_EXERCISE PROMPT_:
Determine the number of lines in the listing that contain "branching". Write only that number.

Start of Block

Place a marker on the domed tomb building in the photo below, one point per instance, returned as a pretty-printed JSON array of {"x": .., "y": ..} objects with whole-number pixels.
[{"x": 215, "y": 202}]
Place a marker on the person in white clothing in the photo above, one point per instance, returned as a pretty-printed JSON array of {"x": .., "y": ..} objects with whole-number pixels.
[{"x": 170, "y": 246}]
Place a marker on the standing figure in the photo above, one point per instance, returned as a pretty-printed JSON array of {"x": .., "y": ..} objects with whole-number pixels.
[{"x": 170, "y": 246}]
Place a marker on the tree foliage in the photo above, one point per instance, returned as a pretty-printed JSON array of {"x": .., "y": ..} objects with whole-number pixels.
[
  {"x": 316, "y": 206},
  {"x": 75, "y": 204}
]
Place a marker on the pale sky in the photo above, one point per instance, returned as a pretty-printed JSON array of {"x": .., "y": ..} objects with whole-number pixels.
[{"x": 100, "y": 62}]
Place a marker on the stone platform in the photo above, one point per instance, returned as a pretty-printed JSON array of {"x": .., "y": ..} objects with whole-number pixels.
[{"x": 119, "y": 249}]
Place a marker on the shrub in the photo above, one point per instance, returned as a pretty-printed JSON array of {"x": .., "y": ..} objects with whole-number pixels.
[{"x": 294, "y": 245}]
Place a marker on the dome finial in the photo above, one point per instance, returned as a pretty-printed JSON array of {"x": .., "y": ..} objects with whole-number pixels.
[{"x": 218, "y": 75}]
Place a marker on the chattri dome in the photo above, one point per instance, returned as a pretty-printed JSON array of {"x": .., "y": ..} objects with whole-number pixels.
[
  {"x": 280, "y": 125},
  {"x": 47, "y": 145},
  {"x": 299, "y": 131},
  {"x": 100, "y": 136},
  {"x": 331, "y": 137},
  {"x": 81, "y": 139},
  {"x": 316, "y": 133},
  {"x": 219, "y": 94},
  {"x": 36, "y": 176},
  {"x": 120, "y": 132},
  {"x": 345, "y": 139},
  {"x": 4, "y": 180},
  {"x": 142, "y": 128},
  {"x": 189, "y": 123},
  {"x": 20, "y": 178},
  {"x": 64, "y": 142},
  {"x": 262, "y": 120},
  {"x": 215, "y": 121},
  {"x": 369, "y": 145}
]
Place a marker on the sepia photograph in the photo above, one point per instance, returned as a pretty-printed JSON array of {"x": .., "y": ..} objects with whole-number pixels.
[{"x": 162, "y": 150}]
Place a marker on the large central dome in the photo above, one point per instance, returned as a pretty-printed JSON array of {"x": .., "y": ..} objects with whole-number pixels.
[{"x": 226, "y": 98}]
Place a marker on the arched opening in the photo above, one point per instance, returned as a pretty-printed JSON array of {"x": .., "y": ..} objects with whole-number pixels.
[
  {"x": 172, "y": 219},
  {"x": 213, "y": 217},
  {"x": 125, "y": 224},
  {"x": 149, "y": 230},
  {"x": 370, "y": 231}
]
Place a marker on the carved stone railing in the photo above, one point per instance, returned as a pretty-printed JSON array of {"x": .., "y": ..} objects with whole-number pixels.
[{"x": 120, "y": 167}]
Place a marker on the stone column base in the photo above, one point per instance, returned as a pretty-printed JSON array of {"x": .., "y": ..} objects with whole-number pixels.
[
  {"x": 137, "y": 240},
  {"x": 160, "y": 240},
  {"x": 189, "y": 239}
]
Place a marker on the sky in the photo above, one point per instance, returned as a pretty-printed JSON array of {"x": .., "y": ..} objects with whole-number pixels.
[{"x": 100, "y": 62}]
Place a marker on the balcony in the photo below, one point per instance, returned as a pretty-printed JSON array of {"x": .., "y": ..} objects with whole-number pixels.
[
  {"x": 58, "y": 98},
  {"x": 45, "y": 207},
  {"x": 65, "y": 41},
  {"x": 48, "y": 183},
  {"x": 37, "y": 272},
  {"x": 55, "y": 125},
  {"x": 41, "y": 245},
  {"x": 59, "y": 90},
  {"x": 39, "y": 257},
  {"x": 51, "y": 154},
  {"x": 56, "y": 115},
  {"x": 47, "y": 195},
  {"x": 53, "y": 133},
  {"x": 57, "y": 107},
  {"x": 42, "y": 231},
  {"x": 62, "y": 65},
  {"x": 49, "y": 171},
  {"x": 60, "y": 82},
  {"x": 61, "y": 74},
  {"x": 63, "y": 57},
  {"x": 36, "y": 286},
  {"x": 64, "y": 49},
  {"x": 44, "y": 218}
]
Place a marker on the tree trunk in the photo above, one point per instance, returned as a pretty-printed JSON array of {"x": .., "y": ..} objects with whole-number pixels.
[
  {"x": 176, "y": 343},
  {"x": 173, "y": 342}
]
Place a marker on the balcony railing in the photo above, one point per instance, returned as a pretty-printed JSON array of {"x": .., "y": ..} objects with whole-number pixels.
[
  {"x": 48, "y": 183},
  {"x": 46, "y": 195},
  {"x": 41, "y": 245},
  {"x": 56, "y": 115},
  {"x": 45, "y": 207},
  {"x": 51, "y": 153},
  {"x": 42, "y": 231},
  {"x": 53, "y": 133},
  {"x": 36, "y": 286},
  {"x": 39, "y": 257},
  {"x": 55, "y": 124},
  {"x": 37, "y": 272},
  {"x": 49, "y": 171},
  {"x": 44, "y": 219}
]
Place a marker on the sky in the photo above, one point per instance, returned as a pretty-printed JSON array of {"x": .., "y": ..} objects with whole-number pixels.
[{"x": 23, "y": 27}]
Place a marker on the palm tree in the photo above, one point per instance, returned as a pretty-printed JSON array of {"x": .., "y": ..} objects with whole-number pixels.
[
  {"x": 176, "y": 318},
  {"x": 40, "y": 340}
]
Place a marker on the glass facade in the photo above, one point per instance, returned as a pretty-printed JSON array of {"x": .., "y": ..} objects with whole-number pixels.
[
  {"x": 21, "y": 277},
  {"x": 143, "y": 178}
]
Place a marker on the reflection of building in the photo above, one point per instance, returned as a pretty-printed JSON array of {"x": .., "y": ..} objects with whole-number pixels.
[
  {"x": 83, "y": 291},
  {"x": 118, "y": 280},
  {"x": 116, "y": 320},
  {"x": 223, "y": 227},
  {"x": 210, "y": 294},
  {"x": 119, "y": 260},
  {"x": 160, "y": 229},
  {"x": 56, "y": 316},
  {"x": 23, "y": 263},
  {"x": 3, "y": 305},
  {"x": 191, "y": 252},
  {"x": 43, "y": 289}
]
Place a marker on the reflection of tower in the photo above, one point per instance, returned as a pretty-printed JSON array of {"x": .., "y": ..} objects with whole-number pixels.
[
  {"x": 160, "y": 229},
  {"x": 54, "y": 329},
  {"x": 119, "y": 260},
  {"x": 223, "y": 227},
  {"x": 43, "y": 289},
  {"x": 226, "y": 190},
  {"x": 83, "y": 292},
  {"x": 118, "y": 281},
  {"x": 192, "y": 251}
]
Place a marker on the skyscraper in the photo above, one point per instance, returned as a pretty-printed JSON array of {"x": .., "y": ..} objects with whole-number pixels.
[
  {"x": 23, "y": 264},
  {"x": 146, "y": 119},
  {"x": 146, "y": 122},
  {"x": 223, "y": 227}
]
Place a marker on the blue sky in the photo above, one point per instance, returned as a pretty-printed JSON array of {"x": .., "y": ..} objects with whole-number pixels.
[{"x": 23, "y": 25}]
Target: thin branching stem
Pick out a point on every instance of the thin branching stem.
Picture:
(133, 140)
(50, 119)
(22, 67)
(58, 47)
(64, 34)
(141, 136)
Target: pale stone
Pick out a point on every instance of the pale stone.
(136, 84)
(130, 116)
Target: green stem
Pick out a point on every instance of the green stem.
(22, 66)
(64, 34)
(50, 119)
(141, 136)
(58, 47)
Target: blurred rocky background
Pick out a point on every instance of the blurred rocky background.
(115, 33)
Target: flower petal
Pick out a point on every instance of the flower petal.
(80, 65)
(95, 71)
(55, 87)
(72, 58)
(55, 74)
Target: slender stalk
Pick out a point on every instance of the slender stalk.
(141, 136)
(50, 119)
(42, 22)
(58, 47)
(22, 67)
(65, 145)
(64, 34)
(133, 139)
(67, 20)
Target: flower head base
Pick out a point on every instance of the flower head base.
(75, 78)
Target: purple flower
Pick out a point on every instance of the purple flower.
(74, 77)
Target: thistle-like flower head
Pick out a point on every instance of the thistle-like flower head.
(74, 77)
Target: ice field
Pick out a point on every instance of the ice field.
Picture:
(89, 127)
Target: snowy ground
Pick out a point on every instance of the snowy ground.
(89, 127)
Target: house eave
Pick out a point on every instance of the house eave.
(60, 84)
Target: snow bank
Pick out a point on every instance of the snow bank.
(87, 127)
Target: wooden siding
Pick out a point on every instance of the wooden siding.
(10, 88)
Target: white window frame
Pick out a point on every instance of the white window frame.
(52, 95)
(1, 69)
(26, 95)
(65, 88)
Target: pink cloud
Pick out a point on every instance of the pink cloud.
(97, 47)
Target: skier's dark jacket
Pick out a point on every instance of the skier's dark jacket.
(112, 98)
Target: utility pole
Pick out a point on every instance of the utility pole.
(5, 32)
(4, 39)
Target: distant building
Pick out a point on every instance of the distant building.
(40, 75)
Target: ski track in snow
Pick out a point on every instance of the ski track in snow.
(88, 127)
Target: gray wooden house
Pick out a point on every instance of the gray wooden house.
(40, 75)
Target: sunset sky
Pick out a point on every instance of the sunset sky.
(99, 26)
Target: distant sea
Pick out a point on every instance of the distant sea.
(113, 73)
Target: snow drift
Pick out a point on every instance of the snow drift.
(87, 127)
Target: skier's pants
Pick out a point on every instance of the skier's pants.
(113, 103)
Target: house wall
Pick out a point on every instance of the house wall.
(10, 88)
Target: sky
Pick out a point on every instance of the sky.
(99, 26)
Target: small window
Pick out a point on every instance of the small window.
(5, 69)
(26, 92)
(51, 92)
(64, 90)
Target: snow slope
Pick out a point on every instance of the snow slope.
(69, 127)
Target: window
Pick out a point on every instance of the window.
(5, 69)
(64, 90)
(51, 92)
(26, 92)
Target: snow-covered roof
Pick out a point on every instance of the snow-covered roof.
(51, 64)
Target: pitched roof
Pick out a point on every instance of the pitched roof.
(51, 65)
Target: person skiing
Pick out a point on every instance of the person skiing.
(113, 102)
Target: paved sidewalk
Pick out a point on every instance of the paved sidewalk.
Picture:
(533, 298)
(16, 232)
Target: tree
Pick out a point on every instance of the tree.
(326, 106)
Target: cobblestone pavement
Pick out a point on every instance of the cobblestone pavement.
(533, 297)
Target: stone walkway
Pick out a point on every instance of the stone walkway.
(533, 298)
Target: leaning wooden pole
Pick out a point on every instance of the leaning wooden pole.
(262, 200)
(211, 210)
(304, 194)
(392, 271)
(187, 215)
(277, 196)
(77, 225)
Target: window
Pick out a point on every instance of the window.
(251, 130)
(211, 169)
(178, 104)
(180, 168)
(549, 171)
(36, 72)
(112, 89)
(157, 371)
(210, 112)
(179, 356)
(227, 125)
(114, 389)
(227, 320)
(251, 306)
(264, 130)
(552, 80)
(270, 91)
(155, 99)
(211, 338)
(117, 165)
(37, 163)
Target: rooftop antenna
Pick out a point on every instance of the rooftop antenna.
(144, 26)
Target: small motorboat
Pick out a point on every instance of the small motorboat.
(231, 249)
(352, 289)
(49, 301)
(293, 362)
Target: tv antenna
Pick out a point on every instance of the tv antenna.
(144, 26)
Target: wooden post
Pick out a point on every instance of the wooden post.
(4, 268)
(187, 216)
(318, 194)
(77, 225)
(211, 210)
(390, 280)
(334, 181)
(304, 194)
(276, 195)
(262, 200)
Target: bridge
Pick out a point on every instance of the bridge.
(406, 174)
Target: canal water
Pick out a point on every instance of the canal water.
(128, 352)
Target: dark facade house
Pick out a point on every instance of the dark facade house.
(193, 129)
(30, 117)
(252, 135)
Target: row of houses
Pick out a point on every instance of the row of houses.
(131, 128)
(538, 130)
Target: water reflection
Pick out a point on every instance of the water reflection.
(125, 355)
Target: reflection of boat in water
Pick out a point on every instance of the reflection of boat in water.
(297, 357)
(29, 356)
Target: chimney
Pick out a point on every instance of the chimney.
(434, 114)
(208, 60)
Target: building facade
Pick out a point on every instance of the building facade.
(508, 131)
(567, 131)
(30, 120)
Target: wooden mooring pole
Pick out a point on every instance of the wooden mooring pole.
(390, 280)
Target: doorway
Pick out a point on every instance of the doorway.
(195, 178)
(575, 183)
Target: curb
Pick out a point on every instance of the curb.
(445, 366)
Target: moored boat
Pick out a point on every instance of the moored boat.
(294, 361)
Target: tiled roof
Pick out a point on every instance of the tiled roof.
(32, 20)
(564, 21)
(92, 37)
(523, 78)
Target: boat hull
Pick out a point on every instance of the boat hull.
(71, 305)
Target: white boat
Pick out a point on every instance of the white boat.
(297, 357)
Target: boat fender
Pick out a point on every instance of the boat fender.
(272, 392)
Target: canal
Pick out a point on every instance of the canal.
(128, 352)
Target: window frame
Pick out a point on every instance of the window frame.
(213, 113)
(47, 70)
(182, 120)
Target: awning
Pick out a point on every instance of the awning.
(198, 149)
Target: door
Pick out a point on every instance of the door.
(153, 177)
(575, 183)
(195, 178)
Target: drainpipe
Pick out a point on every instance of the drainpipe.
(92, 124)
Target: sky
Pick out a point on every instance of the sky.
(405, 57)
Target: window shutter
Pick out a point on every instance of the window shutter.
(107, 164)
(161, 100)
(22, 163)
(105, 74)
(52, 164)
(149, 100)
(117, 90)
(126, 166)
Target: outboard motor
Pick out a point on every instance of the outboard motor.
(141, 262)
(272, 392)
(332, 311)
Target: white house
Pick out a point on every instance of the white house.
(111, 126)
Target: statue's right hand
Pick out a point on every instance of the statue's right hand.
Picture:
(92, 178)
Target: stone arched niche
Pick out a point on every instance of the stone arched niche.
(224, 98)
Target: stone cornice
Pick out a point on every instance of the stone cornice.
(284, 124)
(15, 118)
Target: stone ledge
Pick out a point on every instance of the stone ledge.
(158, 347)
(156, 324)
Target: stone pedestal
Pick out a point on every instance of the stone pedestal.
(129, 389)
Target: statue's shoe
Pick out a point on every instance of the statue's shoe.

End of Block

_SOLUTION FOR THIS EXERCISE_:
2